Go through the material below and state how many lines include "glove", giving the number only.
++++ Source data
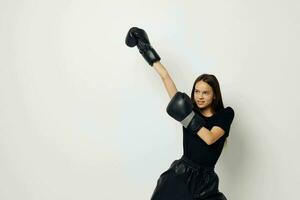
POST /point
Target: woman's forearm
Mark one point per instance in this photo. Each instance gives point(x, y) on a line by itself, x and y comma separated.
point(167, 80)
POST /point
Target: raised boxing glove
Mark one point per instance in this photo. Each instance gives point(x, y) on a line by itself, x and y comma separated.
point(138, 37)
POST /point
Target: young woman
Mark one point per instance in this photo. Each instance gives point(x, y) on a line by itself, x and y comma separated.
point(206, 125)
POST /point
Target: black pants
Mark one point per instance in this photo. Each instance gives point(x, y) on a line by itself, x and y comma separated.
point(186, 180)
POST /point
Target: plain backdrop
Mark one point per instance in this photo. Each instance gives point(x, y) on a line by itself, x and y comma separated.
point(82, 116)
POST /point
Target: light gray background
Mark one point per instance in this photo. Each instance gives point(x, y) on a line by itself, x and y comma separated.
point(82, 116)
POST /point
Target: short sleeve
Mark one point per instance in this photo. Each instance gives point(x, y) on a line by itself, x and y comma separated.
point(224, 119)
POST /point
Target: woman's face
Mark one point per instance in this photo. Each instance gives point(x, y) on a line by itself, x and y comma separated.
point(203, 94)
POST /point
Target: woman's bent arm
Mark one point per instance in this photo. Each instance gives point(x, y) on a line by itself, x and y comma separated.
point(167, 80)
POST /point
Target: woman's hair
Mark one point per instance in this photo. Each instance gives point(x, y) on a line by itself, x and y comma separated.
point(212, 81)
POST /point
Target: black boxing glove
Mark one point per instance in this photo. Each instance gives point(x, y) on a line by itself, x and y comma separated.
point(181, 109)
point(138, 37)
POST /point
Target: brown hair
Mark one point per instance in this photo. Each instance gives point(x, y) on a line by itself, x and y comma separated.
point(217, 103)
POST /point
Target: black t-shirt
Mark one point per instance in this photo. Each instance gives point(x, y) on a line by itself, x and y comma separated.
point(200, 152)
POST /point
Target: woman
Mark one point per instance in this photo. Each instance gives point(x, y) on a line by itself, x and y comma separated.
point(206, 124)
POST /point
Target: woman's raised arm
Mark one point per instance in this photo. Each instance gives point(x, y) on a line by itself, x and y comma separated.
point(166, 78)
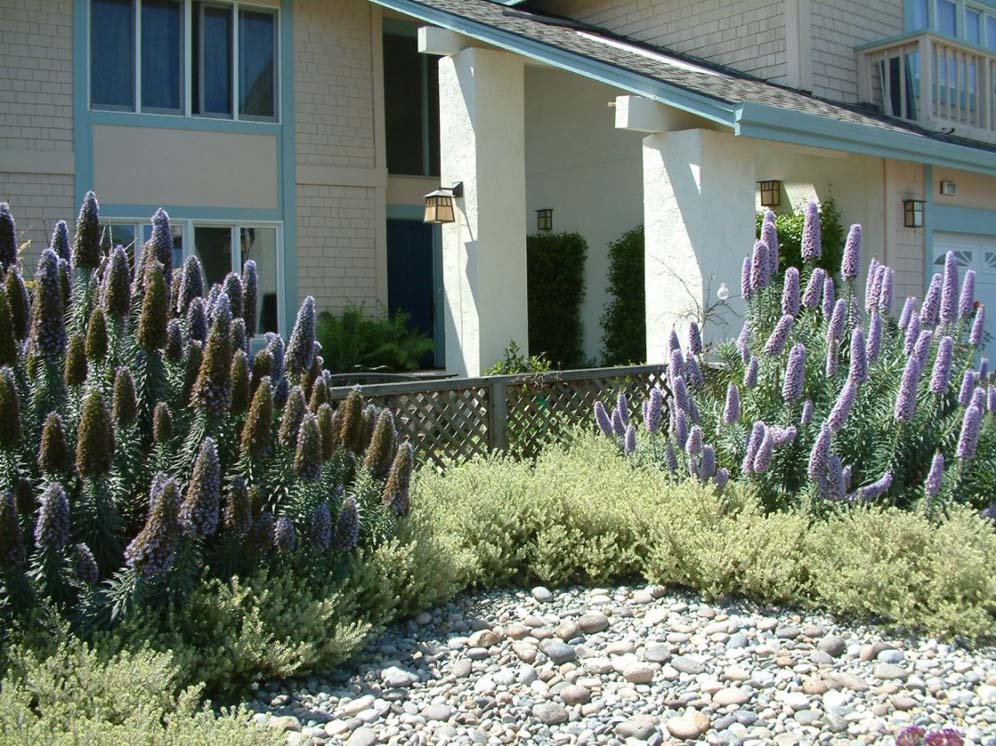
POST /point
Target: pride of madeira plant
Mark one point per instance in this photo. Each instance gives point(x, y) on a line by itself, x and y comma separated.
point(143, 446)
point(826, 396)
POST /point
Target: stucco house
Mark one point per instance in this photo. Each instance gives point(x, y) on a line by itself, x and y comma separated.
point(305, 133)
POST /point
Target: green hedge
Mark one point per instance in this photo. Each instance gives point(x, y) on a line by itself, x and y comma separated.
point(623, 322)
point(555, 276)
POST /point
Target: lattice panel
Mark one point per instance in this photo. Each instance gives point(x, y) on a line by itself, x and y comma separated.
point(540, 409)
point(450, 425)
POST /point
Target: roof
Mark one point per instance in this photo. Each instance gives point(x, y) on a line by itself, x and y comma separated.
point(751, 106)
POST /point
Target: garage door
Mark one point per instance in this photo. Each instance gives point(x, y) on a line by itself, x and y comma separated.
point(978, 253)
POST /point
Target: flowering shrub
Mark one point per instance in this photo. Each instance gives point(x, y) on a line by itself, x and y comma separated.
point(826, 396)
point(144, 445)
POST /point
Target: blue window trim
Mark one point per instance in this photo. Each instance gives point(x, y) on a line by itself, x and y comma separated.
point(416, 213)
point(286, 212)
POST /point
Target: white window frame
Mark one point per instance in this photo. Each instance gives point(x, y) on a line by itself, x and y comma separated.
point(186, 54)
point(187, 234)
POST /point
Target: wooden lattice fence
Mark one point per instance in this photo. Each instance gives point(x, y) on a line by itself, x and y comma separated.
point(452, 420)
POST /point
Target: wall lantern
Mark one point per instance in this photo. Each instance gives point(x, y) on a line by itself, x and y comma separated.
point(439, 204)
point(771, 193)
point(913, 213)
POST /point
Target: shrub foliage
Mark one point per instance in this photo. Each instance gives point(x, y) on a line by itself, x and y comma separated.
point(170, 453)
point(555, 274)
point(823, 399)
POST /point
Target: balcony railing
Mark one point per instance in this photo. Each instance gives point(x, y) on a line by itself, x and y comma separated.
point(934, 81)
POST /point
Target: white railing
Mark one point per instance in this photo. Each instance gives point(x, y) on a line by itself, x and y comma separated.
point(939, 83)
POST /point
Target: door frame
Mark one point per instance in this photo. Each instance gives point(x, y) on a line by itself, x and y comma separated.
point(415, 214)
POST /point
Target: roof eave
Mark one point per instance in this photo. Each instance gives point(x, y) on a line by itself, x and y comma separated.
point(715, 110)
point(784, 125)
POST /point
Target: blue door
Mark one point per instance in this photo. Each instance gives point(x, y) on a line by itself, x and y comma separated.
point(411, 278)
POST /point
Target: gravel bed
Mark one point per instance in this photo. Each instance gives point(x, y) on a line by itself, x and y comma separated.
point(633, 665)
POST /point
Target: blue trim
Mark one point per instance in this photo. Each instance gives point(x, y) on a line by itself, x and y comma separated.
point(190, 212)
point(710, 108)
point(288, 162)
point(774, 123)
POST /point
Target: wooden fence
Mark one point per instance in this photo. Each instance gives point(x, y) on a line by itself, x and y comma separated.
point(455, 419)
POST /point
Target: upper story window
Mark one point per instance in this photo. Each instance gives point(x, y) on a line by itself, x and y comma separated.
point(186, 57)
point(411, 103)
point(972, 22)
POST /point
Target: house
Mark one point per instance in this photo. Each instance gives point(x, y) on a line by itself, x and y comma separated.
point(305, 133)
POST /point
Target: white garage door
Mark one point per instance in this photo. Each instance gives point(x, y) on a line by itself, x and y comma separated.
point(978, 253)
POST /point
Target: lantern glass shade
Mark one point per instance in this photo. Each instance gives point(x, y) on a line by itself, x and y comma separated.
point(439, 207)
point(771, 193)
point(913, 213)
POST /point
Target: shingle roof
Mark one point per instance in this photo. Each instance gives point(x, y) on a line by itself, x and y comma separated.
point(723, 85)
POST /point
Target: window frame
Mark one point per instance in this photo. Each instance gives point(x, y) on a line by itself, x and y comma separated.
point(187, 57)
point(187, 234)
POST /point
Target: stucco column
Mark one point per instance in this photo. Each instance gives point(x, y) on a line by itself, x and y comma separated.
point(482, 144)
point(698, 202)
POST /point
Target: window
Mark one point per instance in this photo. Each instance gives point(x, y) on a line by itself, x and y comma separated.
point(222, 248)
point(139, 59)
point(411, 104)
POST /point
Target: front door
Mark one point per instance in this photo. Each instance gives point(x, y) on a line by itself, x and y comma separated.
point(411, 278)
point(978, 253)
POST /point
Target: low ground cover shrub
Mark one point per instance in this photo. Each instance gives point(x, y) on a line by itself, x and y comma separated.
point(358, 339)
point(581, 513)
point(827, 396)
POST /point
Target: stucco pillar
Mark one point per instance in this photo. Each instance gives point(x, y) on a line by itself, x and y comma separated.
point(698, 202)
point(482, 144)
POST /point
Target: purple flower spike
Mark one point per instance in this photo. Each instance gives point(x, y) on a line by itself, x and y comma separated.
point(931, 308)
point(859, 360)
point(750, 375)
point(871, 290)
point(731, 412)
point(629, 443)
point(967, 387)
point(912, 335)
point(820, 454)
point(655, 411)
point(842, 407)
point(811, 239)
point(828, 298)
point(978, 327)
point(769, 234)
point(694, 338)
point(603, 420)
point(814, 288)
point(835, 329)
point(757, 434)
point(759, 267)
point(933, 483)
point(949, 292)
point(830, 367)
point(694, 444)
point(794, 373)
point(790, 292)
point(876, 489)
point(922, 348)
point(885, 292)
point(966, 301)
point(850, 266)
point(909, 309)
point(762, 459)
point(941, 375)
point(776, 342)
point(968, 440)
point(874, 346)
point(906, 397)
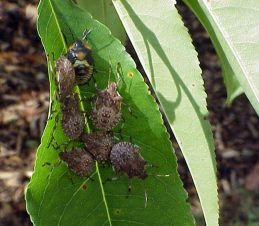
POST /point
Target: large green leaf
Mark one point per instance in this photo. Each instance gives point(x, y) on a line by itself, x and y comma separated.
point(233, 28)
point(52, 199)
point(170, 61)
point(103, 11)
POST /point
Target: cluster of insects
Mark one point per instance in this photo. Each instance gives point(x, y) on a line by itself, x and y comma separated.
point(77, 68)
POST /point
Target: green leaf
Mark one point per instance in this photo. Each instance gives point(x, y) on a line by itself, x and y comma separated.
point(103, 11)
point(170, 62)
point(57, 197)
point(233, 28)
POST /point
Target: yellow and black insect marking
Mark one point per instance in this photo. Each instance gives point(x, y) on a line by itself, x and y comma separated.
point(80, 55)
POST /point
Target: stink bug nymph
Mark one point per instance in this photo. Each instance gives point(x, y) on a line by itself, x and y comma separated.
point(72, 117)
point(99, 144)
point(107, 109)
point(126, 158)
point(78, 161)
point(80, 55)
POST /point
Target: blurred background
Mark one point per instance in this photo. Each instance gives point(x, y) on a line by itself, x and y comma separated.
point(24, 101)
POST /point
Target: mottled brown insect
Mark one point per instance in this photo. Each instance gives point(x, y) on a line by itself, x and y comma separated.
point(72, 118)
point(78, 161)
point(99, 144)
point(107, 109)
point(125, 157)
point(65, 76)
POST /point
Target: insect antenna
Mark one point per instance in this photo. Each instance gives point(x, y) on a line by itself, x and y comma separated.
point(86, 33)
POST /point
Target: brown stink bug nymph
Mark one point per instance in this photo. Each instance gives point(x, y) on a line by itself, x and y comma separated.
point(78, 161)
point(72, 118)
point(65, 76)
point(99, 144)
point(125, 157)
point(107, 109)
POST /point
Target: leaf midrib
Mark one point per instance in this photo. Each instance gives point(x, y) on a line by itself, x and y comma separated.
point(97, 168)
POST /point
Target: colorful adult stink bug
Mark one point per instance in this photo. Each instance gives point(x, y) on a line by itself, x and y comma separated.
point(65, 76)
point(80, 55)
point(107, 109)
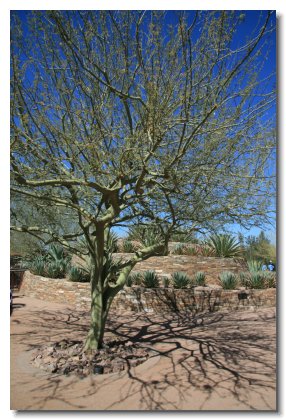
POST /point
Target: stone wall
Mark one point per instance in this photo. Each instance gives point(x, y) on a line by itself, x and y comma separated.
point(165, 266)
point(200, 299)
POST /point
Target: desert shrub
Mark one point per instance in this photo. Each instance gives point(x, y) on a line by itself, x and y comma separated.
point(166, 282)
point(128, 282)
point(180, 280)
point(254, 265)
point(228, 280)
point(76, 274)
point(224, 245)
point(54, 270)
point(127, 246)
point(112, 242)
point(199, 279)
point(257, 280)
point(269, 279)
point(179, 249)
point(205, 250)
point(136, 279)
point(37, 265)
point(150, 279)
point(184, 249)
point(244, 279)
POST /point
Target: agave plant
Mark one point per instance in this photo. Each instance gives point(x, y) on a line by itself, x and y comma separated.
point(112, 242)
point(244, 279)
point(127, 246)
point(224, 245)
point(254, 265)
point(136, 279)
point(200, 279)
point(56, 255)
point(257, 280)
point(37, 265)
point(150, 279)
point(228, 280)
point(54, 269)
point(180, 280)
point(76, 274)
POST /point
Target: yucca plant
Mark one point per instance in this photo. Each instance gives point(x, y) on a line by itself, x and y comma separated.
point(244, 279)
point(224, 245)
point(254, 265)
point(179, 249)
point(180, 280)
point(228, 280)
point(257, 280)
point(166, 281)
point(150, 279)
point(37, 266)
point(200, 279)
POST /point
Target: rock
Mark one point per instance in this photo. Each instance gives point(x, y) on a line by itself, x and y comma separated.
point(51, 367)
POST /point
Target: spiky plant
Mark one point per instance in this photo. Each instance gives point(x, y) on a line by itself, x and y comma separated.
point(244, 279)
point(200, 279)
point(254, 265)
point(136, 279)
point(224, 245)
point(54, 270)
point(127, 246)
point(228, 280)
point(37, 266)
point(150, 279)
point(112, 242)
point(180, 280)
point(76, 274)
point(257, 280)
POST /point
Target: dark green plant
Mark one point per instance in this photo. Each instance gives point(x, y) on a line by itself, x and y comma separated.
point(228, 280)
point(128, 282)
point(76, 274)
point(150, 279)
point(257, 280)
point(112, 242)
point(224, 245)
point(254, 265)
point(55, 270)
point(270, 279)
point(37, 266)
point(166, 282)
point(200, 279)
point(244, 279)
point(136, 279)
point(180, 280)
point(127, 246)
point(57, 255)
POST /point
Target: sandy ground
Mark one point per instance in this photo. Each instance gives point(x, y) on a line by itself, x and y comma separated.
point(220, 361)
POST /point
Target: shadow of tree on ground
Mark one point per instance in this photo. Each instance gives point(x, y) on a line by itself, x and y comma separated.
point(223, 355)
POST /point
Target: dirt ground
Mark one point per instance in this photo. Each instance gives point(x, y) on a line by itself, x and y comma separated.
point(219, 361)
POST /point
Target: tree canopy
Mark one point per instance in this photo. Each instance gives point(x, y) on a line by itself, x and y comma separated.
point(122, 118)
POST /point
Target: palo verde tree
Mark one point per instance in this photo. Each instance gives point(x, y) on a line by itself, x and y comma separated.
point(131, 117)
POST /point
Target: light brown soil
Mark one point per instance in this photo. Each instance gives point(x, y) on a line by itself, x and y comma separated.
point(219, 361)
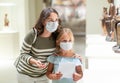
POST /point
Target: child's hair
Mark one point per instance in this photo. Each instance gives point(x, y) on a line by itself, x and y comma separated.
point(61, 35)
++++++++
◆ Solution ◆
2